#### Passage provided
A few nights ago, while chatting with one of my friends in the GSB, he said something along the lines of “Yeah, I still don’t know what I want to do.” I was surprised. Of all people, business school students should be the most focused, the most career-oriented, right? If they’re not, what hope do the rest of us have? I realized, then, that I’ve heard some variation of that from a lot of my peers: We came to Stanford thinking we’d do X (computer science, in my case) and find ourselves doing, not just Y, but half of the rest of the alphabet (math, writing, etc. in my case).
I thought back to a professor I’d had in Hawaii who left me with a lasting impression. In his bio, he was a physicist and mathematician, a jet pilot and a multiple Molokai-crossing waterman. In person, he had long, grey hair and a full beard, one bad eye, and a limp that you imagined he’d somehow earned with a good story. In class, he made everything interesting. Instead of tracking a rock falling from a certain height, you had just pushed the new guy down a well and you listened for the splash to calculate his velocity when he hit the water. And you never knew when he would go from deriving a multivariable function to talking about when he flew Air Force One for Gaddafi.
########
#### Entries
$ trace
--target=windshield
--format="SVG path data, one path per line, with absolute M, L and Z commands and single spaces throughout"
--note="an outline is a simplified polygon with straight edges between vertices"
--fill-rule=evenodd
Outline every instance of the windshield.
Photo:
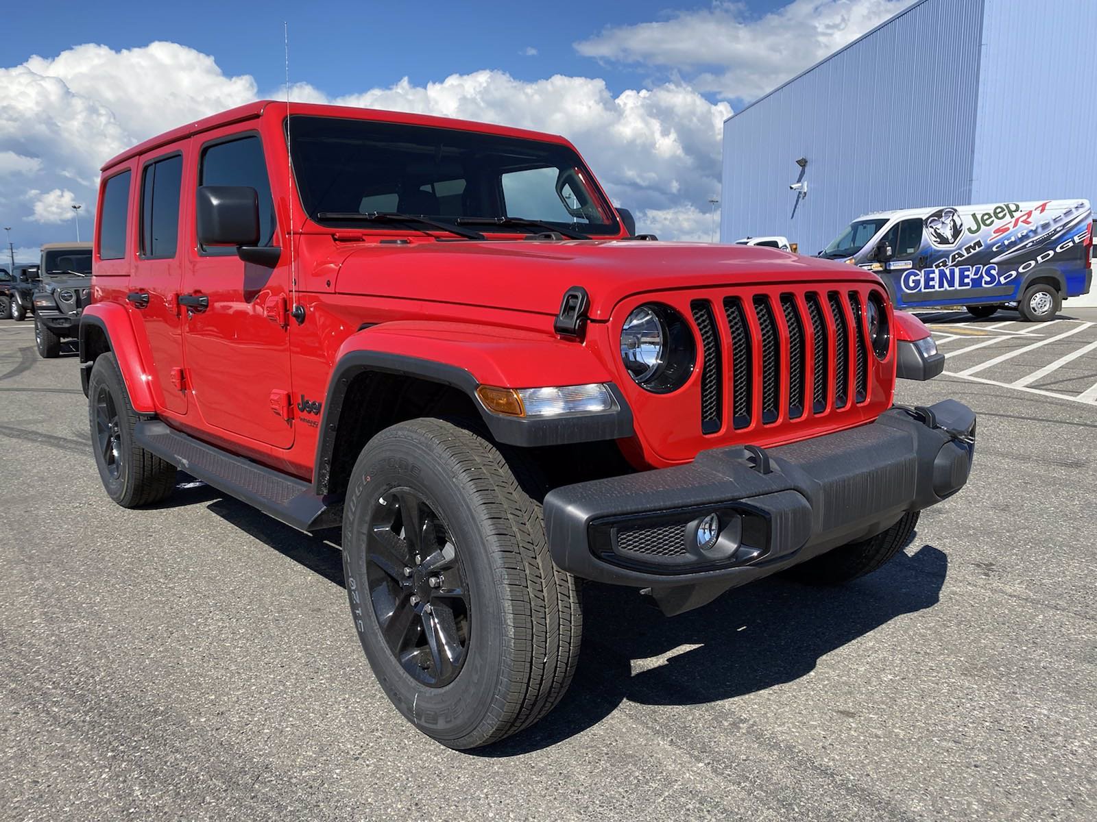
########
▸ **Work to do**
A. Summarize the essay in two sentences.
B. For each statement, answer yes or no according to the essay, and quote the words that decide it.
(i) The writer came to Stanford expecting to study computer science.
(ii) The professor in Hawaii had short hair.
(iii) The friend who was unsure of his plans was in the GSB.
C. In the essay, what did the professor say he flew for Gaddafi?
The listing is separate material from the essay.

▸ **Answers to each task**
A. A friend in the GSB admitted to still not knowing what he wanted to do, and the writer realized that many Stanford peers who arrived planning one path ended up pursuing many others. This brought to mind a memorable professor in Hawaii, a physicist, mathematician, jet pilot and waterman, who made every class interesting with vivid examples and unexpected stories.

B.
(i) Yes: "computer science, in my case"
(ii) No: "he had long, grey hair and a full beard"
(iii) Yes: "one of my friends in the GSB"

C. Air Force One.